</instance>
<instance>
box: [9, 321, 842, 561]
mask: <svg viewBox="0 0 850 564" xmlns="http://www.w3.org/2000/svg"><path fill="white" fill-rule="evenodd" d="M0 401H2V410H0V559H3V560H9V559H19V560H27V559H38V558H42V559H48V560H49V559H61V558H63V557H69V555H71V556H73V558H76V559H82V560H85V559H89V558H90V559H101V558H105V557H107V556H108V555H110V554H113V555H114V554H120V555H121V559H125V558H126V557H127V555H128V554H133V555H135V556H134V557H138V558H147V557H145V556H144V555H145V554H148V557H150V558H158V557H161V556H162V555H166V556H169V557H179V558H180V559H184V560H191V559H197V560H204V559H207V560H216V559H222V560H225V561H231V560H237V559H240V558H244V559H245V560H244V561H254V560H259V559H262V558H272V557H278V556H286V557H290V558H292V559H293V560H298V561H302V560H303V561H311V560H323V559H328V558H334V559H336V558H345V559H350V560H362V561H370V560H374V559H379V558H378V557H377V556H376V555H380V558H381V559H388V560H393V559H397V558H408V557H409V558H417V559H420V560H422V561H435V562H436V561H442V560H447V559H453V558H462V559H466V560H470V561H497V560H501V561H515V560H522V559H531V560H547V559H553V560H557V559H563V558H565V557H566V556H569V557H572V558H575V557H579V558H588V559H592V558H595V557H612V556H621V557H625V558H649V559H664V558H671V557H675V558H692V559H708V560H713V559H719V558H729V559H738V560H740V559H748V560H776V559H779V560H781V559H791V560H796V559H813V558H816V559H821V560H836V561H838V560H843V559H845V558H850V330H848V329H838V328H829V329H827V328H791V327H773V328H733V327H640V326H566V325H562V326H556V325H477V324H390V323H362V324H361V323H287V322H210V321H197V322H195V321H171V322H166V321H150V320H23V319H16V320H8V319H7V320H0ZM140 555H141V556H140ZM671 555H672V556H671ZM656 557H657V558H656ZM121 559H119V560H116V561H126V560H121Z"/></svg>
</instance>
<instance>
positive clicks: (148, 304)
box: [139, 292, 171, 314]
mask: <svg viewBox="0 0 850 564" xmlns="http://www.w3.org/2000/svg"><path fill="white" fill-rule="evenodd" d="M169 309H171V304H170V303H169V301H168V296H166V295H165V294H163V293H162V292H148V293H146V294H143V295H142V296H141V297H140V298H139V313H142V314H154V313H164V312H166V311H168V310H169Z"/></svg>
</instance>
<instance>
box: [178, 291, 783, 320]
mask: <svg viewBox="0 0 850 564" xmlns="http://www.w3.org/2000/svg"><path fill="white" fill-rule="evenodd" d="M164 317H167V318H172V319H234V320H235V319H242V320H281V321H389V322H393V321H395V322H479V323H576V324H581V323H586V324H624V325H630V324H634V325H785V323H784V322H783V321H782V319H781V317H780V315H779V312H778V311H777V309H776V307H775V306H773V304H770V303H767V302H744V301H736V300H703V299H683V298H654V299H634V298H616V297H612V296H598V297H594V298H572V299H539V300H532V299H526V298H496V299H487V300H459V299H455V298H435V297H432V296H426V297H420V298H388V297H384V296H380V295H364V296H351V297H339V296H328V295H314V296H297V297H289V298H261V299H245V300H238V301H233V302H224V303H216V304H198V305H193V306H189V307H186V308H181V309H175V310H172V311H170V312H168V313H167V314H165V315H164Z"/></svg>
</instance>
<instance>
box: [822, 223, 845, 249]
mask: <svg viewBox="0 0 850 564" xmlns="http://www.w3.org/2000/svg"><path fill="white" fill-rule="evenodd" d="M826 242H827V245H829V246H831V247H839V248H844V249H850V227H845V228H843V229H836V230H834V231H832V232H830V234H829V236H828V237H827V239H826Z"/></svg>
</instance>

——————————

§ INSTRUCTION
Rewrite all the items above, swapping "positive clicks" for "foreground clicks" and keeping every other character unchanged.

§ REPLY TO THE TASK
</instance>
<instance>
box: [9, 321, 842, 561]
mask: <svg viewBox="0 0 850 564" xmlns="http://www.w3.org/2000/svg"><path fill="white" fill-rule="evenodd" d="M0 401H2V410H0V559H3V560H9V559H19V560H27V559H38V558H42V559H48V560H49V559H61V558H63V557H69V555H71V556H73V558H76V559H82V560H85V559H89V558H90V559H101V558H105V557H107V556H108V555H110V554H113V555H114V554H120V555H121V559H125V558H126V557H127V555H128V554H133V555H135V556H134V557H138V558H147V557H145V556H144V555H145V554H148V557H150V558H158V557H161V556H162V555H166V556H169V557H179V558H180V559H184V560H191V559H197V560H204V559H207V560H216V559H222V560H225V561H231V560H237V559H240V558H244V559H245V560H244V561H254V560H259V559H262V558H272V557H278V556H286V557H290V558H292V559H293V560H298V561H302V560H303V561H311V560H323V559H328V558H334V559H336V558H345V559H350V560H362V561H370V560H374V559H379V558H378V557H377V556H376V555H380V558H381V559H388V560H393V559H397V558H408V557H409V558H417V559H420V560H422V561H435V562H436V561H442V560H447V559H453V558H462V559H466V560H470V561H497V560H501V561H515V560H522V559H531V560H547V559H553V560H557V559H563V558H565V557H566V556H569V557H572V558H575V557H579V558H588V559H592V558H595V557H612V556H621V557H625V558H649V559H664V558H671V557H675V558H692V559H708V560H713V559H719V558H729V559H738V560H740V559H748V560H776V559H779V560H781V559H791V560H796V559H813V558H816V559H821V560H836V561H838V560H843V559H845V558H850V330H848V329H838V328H829V329H827V328H791V327H773V328H733V327H640V326H566V325H562V326H556V325H477V324H390V323H362V324H361V323H287V322H210V321H197V322H195V321H171V322H166V321H150V320H23V319H16V320H8V319H7V320H0ZM140 555H141V556H140ZM671 555H672V556H671ZM656 557H657V558H656ZM121 559H119V560H116V561H126V560H121Z"/></svg>
</instance>
<instance>
foreground clicks: (148, 304)
box: [139, 292, 171, 314]
mask: <svg viewBox="0 0 850 564" xmlns="http://www.w3.org/2000/svg"><path fill="white" fill-rule="evenodd" d="M169 309H171V304H170V303H169V301H168V296H166V295H165V294H163V293H162V292H148V293H146V294H143V295H142V296H141V297H140V298H139V313H142V314H154V313H164V312H166V311H168V310H169Z"/></svg>
</instance>
<instance>
box: [178, 291, 783, 320]
mask: <svg viewBox="0 0 850 564" xmlns="http://www.w3.org/2000/svg"><path fill="white" fill-rule="evenodd" d="M164 317H167V318H172V319H234V320H235V319H242V320H281V321H389V322H393V321H395V322H479V323H576V324H581V323H586V324H624V325H630V324H634V325H785V323H784V322H783V321H782V319H781V317H780V315H779V312H778V311H777V309H776V307H775V306H773V304H770V303H767V302H744V301H736V300H703V299H683V298H654V299H634V298H616V297H612V296H598V297H594V298H572V299H539V300H532V299H526V298H496V299H487V300H459V299H455V298H435V297H432V296H426V297H420V298H388V297H384V296H380V295H364V296H351V297H339V296H328V295H314V296H297V297H289V298H261V299H245V300H238V301H233V302H224V303H216V304H198V305H193V306H189V307H186V308H181V309H175V310H172V311H170V312H168V313H167V314H165V315H164Z"/></svg>
</instance>
<instance>
box: [822, 223, 845, 249]
mask: <svg viewBox="0 0 850 564" xmlns="http://www.w3.org/2000/svg"><path fill="white" fill-rule="evenodd" d="M826 242H827V245H829V246H831V247H839V248H844V249H850V227H845V228H843V229H836V230H834V231H832V232H830V234H829V236H828V237H827V239H826Z"/></svg>
</instance>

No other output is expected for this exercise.